### Exercise instructions
Repeat nothing but the lines below running from the one containing "Target: low bush" to the one containing "form | each point like <point>572,159</point>". Keep both end lines.

### Material for the task
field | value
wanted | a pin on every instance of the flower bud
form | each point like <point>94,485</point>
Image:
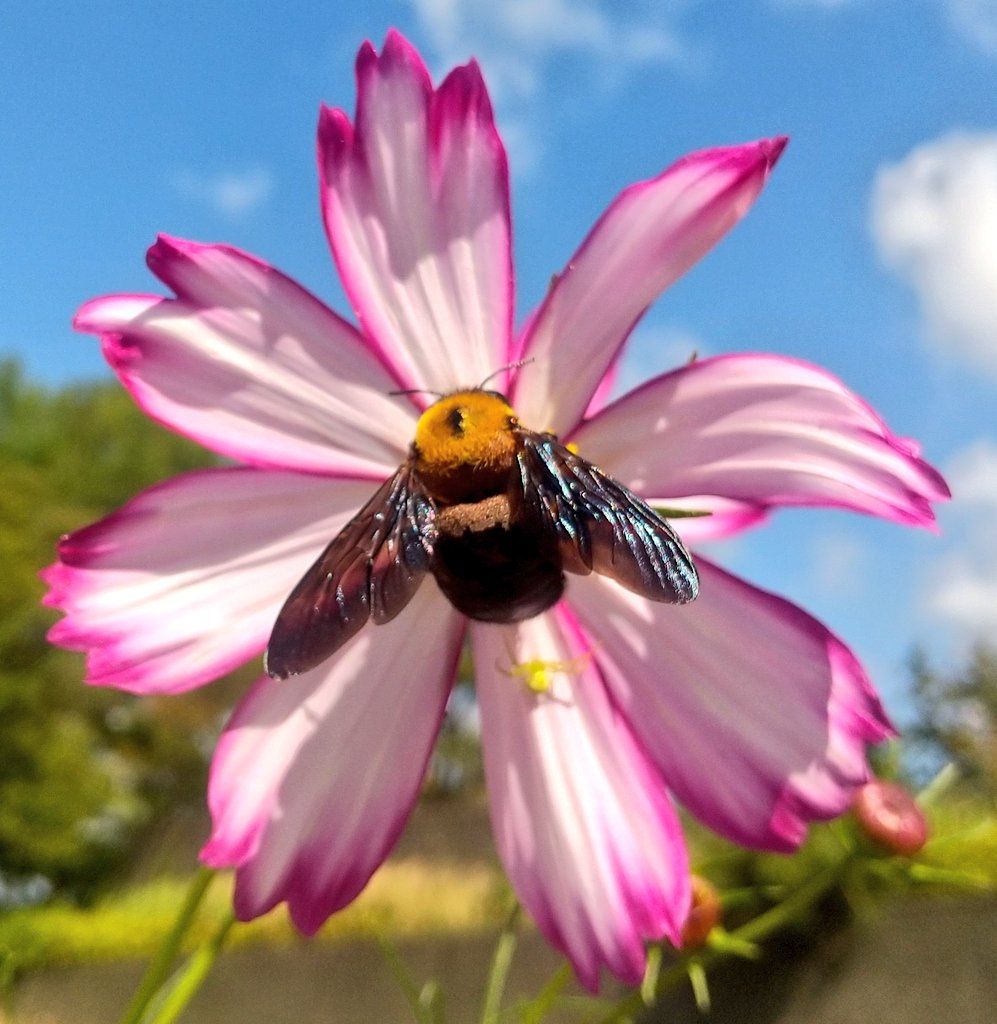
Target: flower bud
<point>890,815</point>
<point>704,914</point>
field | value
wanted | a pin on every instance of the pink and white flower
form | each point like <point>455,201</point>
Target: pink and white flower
<point>749,711</point>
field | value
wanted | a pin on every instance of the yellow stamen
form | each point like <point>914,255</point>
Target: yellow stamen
<point>537,675</point>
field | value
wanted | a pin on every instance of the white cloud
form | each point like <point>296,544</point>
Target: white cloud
<point>962,585</point>
<point>935,221</point>
<point>976,20</point>
<point>515,39</point>
<point>232,194</point>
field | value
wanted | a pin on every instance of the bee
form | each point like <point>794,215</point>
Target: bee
<point>497,514</point>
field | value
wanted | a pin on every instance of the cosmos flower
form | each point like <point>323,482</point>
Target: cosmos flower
<point>744,708</point>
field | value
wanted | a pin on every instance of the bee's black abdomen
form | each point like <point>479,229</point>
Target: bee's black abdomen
<point>500,574</point>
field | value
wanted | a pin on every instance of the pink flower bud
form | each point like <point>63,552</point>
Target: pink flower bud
<point>705,912</point>
<point>890,815</point>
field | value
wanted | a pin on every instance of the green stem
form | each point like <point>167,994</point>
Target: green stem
<point>189,979</point>
<point>754,931</point>
<point>405,981</point>
<point>501,964</point>
<point>162,964</point>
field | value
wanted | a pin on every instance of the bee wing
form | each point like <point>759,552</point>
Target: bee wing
<point>601,525</point>
<point>370,570</point>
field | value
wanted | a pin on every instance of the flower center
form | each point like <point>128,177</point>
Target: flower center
<point>537,675</point>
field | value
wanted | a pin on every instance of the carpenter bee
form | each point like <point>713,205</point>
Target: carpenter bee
<point>497,513</point>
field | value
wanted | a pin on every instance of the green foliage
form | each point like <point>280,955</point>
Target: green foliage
<point>957,717</point>
<point>81,768</point>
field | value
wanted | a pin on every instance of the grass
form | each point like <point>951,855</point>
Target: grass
<point>405,898</point>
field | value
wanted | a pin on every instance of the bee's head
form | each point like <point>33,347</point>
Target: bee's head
<point>466,430</point>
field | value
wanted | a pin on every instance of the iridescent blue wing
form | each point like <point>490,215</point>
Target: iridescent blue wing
<point>599,524</point>
<point>370,571</point>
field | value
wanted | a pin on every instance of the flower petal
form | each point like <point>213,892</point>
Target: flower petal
<point>183,583</point>
<point>754,713</point>
<point>723,517</point>
<point>416,201</point>
<point>252,366</point>
<point>314,775</point>
<point>582,821</point>
<point>762,429</point>
<point>648,238</point>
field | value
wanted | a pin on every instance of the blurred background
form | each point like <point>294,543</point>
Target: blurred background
<point>873,252</point>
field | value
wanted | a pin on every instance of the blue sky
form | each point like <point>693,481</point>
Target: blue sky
<point>872,252</point>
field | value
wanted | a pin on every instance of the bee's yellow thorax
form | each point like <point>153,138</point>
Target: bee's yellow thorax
<point>468,435</point>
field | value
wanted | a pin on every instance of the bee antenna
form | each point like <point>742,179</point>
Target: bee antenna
<point>508,366</point>
<point>415,390</point>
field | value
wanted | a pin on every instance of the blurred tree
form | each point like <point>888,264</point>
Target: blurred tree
<point>81,769</point>
<point>957,717</point>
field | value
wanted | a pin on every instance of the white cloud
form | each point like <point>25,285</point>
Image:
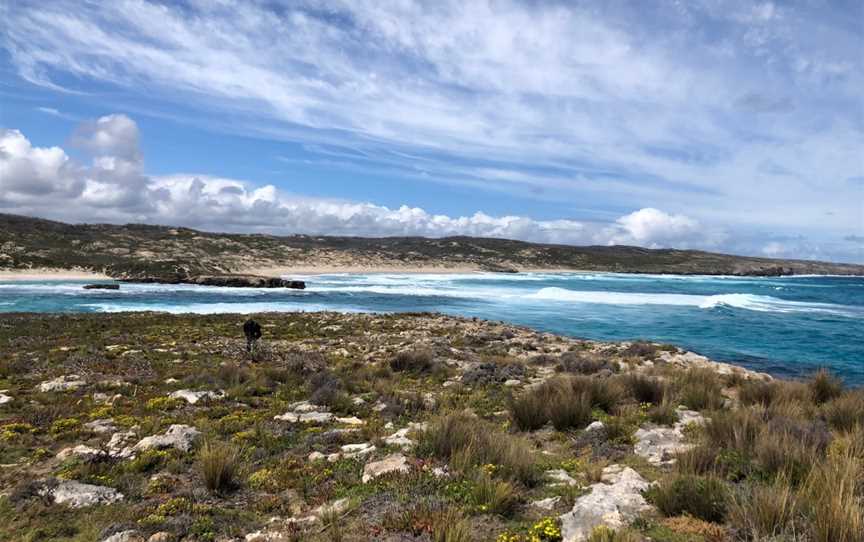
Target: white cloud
<point>113,188</point>
<point>653,228</point>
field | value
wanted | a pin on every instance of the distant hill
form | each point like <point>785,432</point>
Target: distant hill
<point>136,251</point>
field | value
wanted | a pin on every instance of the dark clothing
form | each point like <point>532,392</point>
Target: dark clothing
<point>252,330</point>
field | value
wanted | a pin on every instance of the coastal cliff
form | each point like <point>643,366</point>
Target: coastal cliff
<point>135,251</point>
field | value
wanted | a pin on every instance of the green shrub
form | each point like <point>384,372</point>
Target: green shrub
<point>703,497</point>
<point>700,389</point>
<point>493,496</point>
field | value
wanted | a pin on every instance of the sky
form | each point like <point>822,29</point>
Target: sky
<point>731,126</point>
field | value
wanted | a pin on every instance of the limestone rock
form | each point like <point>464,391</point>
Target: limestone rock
<point>125,536</point>
<point>193,397</point>
<point>614,502</point>
<point>101,426</point>
<point>336,507</point>
<point>561,478</point>
<point>547,504</point>
<point>77,495</point>
<point>305,417</point>
<point>391,463</point>
<point>659,444</point>
<point>62,383</point>
<point>181,437</point>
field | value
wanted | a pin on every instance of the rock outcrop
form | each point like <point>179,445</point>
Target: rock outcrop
<point>614,502</point>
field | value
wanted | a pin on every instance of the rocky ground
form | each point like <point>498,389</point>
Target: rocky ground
<point>412,427</point>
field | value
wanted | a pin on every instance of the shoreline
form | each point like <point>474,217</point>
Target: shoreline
<point>50,274</point>
<point>37,274</point>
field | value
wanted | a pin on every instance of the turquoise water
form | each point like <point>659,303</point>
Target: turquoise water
<point>785,326</point>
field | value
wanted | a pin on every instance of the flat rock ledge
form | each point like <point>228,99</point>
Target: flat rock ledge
<point>231,281</point>
<point>62,383</point>
<point>181,437</point>
<point>659,444</point>
<point>614,502</point>
<point>391,463</point>
<point>193,397</point>
<point>77,495</point>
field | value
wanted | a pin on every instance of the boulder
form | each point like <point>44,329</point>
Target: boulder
<point>193,397</point>
<point>101,426</point>
<point>77,495</point>
<point>305,417</point>
<point>659,444</point>
<point>181,437</point>
<point>391,463</point>
<point>547,504</point>
<point>101,286</point>
<point>125,536</point>
<point>62,383</point>
<point>614,502</point>
<point>560,477</point>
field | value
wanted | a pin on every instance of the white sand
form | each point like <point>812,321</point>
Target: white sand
<point>50,274</point>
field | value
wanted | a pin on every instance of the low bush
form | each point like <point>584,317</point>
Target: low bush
<point>583,364</point>
<point>493,496</point>
<point>703,497</point>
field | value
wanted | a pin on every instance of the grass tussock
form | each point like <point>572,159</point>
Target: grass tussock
<point>703,497</point>
<point>564,401</point>
<point>219,466</point>
<point>700,389</point>
<point>466,441</point>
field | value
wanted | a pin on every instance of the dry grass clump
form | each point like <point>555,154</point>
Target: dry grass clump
<point>564,401</point>
<point>824,386</point>
<point>467,442</point>
<point>219,465</point>
<point>703,497</point>
<point>845,412</point>
<point>765,511</point>
<point>832,499</point>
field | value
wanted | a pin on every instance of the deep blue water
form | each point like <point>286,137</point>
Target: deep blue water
<point>784,326</point>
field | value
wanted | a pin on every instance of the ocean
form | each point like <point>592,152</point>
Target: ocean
<point>787,326</point>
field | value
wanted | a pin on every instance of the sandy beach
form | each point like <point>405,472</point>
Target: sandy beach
<point>50,274</point>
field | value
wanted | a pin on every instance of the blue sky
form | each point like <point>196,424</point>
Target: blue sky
<point>719,125</point>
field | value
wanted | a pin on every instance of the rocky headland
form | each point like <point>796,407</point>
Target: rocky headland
<point>407,427</point>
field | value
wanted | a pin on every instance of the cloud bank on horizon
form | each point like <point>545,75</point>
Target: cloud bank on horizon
<point>733,126</point>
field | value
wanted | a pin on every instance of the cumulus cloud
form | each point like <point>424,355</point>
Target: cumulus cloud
<point>654,228</point>
<point>677,105</point>
<point>114,188</point>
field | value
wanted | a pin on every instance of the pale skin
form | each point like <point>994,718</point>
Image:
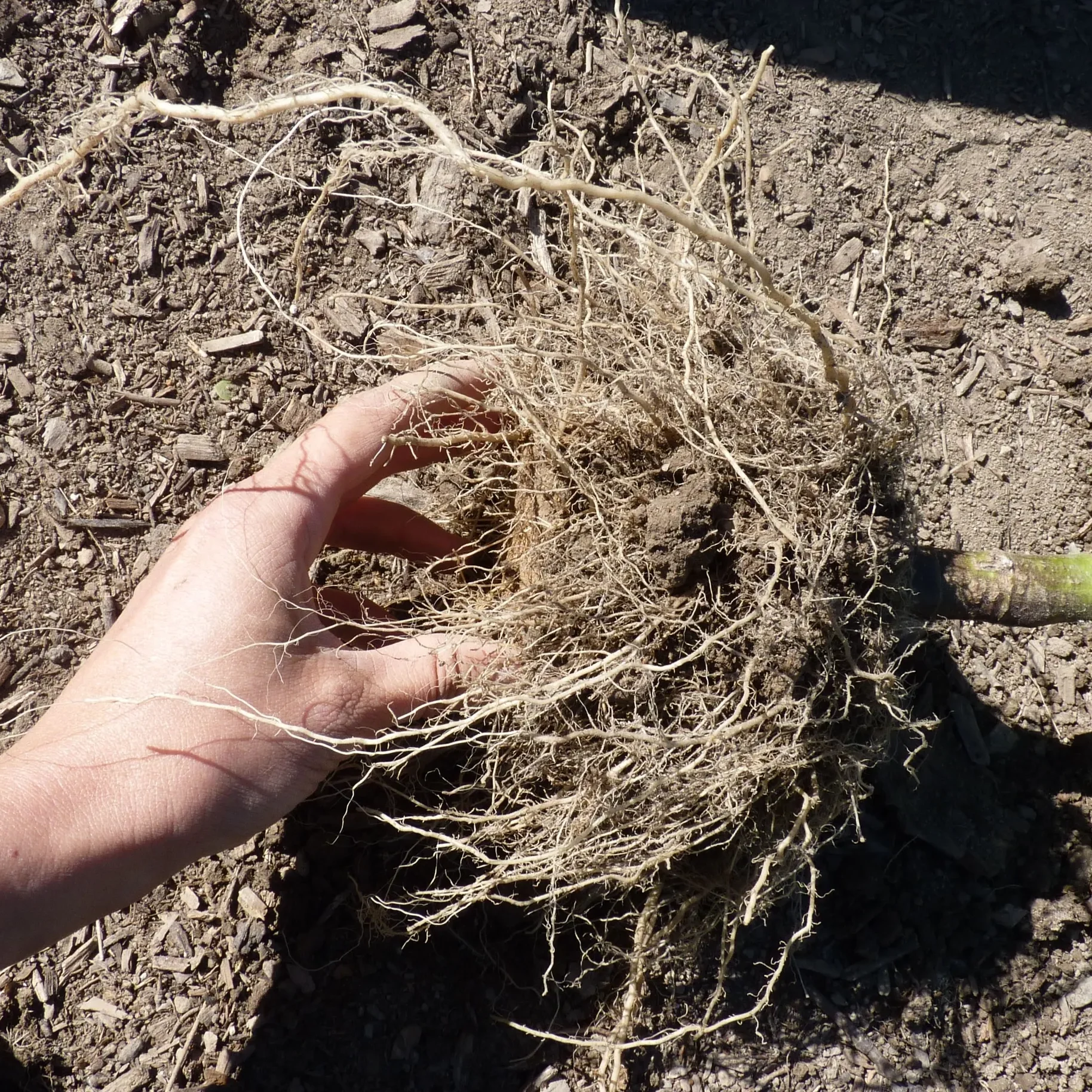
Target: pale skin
<point>128,778</point>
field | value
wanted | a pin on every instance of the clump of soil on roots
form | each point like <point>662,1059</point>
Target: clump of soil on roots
<point>676,535</point>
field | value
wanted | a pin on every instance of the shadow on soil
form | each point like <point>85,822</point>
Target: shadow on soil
<point>965,872</point>
<point>1030,57</point>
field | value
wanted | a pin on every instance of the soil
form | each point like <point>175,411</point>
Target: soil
<point>953,949</point>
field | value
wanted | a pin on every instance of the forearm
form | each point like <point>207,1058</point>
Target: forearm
<point>68,852</point>
<point>92,820</point>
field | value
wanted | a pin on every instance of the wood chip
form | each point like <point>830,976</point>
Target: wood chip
<point>349,318</point>
<point>846,256</point>
<point>11,345</point>
<point>174,965</point>
<point>195,448</point>
<point>10,76</point>
<point>394,42</point>
<point>391,16</point>
<point>234,343</point>
<point>106,524</point>
<point>148,245</point>
<point>251,903</point>
<point>130,1081</point>
<point>22,386</point>
<point>317,51</point>
<point>964,387</point>
<point>104,1007</point>
<point>932,333</point>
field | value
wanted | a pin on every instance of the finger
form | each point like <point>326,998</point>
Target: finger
<point>385,527</point>
<point>365,692</point>
<point>348,452</point>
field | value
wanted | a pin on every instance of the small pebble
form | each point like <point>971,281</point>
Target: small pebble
<point>60,654</point>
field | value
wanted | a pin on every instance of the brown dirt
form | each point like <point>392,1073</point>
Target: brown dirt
<point>955,934</point>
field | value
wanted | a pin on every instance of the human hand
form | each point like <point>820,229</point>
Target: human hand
<point>170,743</point>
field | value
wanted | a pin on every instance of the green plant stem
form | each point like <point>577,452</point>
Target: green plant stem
<point>1008,589</point>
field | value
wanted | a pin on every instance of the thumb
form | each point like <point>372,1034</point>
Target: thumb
<point>367,691</point>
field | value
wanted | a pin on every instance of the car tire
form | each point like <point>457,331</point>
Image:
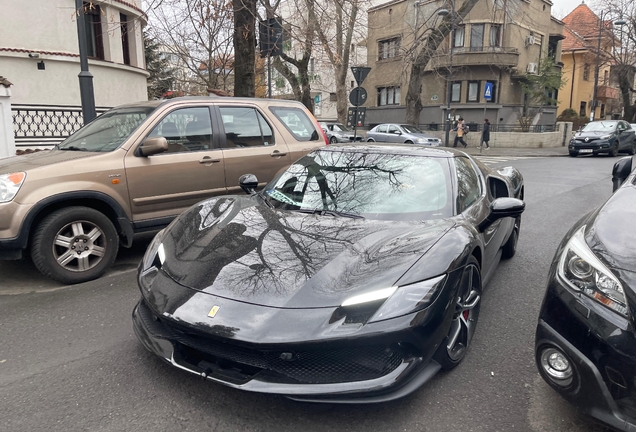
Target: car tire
<point>453,348</point>
<point>614,151</point>
<point>509,249</point>
<point>55,241</point>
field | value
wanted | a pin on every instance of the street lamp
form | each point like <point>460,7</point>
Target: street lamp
<point>619,22</point>
<point>444,12</point>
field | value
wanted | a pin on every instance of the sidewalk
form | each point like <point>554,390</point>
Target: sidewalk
<point>517,151</point>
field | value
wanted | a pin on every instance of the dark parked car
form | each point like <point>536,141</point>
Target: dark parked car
<point>355,275</point>
<point>339,133</point>
<point>585,345</point>
<point>605,136</point>
<point>401,134</point>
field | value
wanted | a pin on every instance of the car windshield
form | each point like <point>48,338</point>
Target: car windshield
<point>372,185</point>
<point>337,127</point>
<point>410,129</point>
<point>108,131</point>
<point>606,126</point>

### Answer to this task
Target: low bush
<point>583,364</point>
<point>493,496</point>
<point>703,497</point>
field | value
wanted | a pin on every instance of the grass tussock
form | each point like <point>572,159</point>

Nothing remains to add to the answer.